• Work task 1:
List the labels that open each paragraph of the news roundup, in order.
• Work task 2:
Reproduce the news roundup word for word, starting at "China-Taiwan: Cheng Li-wun, the" and stopping after "a Chinese takeover.".

Reading passage START

Japan: Little noticed amid all the news from the Iran war, the yield on 10-year Japanese government bonds have been rising and today surged to 2.43%, reaching their highest level since 1999. The jump in yields reflects not only inflation concerns driven by the war, but also the Bank of Japan’s gradual rate hikes and the Takaichi government’s big budget increases. Meanwhile, the yen has weakened to nearly 160 per dollar as investors get more skittish about the impact of rising prices and the general policy stance in Japan.

China-Taiwan: Cheng Li-wun, the leader of Taiwan’s opposition Kuomintang Party, is visiting China today in hopes of meeting General Secretary Xi. Given that the Kuomintang has traditionally been China-friendly, the visit will likely be used by Beijing for propaganda purposes to suggest that many Taiwanese support reunification with the mainland. Cheng’s visit could also embolden the Kuomintang’s current effort to block the Taiwan’s government from implementing its planned surge in defense spending to deter a Chinese takeover.

Vietnam: The National Assembly elected Communist Party chief To Lam today as the country’s new president, making him the first Vietnamese leader to be elected to hold both positions, consolidating control over party and state. The former police officer is expected to continue pursuing his key policy goals, including a crackdown on corruption and reforms to the public and private sectors to further boost Vietnam’s manufacturing sector. In turn, that could further Vietnam’s goal of becoming an alternative production center to China.

US Politics: While it now appears that the key issues in November’s mid-term Congressional elections will be the war in Iran, consumer prices, and artificial intelligence, reports today say a controversial new book on the Trump administration will be out on June 23 and may also reveal secrets that could help swing the election. The book, Regime Change, by Maggie Haberman and Jonathan Swan of the New York Times, could potentially reveal politically charged information just as voters are starting to focus more on the upcoming balloting.

US Fiscal Policy: In a development from late last week, President Trump’s proposed federal budget for the fiscal year starting in October would hike the US defense budget by a massive 44%, or $441 billion, to a total of about $1.5 trillion. Key program hikes would include the president’s “Golden Dome” missile defense system and doubling the number of navy ships to be ordered. Congress is unlikely to pass the budget as proposed, but the draft plan suggests a massive hike in defense spending that could benefit key defense stocks.

Reading passage END
Listed entries START

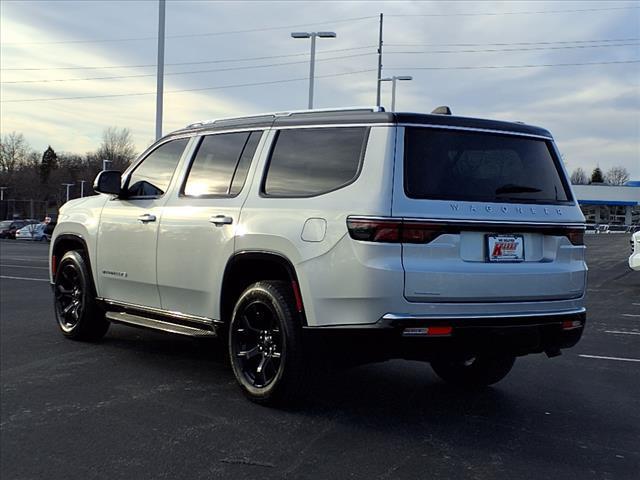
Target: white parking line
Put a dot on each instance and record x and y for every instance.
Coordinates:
(25, 278)
(23, 266)
(598, 357)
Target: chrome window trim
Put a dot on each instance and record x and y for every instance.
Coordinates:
(473, 129)
(332, 125)
(160, 311)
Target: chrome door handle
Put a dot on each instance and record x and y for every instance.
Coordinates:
(220, 220)
(147, 217)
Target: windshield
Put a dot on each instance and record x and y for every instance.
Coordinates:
(478, 166)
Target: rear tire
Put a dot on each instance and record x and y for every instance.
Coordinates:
(265, 344)
(79, 316)
(476, 372)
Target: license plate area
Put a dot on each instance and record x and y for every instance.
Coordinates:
(504, 248)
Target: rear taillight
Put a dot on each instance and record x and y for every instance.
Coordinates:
(394, 230)
(576, 236)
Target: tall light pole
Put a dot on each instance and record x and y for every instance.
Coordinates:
(393, 81)
(68, 185)
(160, 73)
(312, 36)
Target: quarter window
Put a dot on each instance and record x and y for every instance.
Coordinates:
(312, 161)
(152, 177)
(221, 164)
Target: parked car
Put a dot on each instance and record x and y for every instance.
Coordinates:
(634, 259)
(36, 232)
(455, 241)
(8, 228)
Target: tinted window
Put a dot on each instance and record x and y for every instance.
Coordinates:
(312, 161)
(153, 175)
(221, 160)
(473, 166)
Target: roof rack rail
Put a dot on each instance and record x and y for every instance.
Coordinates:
(265, 116)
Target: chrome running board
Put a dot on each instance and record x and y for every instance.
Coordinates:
(146, 322)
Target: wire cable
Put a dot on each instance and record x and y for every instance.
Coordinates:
(220, 87)
(230, 69)
(204, 62)
(192, 35)
(480, 67)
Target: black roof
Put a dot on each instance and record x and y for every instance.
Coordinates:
(346, 117)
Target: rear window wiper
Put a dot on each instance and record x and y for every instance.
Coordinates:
(512, 188)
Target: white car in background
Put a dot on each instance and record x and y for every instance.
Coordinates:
(634, 259)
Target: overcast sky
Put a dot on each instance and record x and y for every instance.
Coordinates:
(592, 110)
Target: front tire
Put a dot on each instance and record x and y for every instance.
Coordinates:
(474, 372)
(265, 344)
(79, 316)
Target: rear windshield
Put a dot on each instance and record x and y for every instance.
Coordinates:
(478, 166)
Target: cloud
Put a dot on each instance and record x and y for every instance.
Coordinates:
(593, 111)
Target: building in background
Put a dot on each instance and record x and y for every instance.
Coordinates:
(609, 204)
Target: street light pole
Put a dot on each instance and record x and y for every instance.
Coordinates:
(68, 185)
(393, 81)
(160, 71)
(312, 61)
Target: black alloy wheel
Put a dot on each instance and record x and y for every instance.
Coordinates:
(265, 344)
(79, 316)
(257, 344)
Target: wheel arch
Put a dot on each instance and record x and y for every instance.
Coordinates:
(66, 242)
(247, 267)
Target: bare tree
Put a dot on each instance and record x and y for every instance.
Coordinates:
(14, 151)
(579, 177)
(117, 147)
(616, 176)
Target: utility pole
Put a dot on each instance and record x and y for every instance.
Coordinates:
(312, 64)
(379, 62)
(68, 185)
(160, 73)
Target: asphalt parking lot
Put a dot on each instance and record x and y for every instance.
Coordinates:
(142, 404)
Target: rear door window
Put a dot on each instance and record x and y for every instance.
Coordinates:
(311, 161)
(478, 166)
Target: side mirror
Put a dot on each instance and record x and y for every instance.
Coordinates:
(108, 181)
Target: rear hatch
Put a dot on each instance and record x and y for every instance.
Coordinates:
(487, 217)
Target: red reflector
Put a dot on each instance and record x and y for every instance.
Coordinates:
(298, 297)
(571, 324)
(439, 331)
(576, 236)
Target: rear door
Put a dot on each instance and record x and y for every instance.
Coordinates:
(488, 217)
(128, 229)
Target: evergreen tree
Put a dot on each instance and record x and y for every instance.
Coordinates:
(596, 176)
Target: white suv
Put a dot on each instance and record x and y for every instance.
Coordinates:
(452, 240)
(634, 259)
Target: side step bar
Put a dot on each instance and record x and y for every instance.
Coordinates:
(146, 322)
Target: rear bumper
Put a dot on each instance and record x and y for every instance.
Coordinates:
(471, 335)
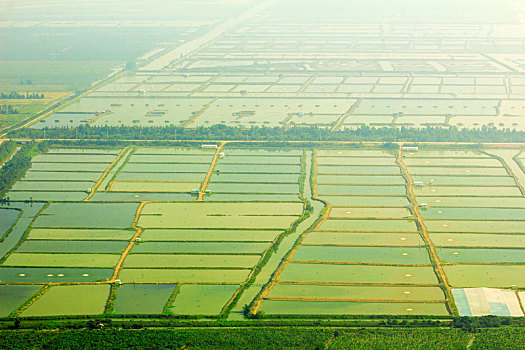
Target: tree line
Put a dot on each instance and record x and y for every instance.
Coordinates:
(264, 133)
(16, 167)
(13, 95)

Listed entries END

• Task solution 1:
Japan; China-Taiwan; Vietnam; US Politics; US Fiscal Policy

• Task solution 2:
China-Taiwan: Cheng Li-wun, the leader of Taiwan’s opposition Kuomintang Party, is visiting China today in hopes of meeting General Secretary Xi. Given that the Kuomintang has traditionally been China-friendly, the visit will likely be used by Beijing for propaganda purposes to suggest that many Taiwanese support reunification with the mainland. Cheng’s visit could also embolden the Kuomintang’s current effort to block the Taiwan’s government from implementing its planned surge in defense spending to deter a Chinese takeover.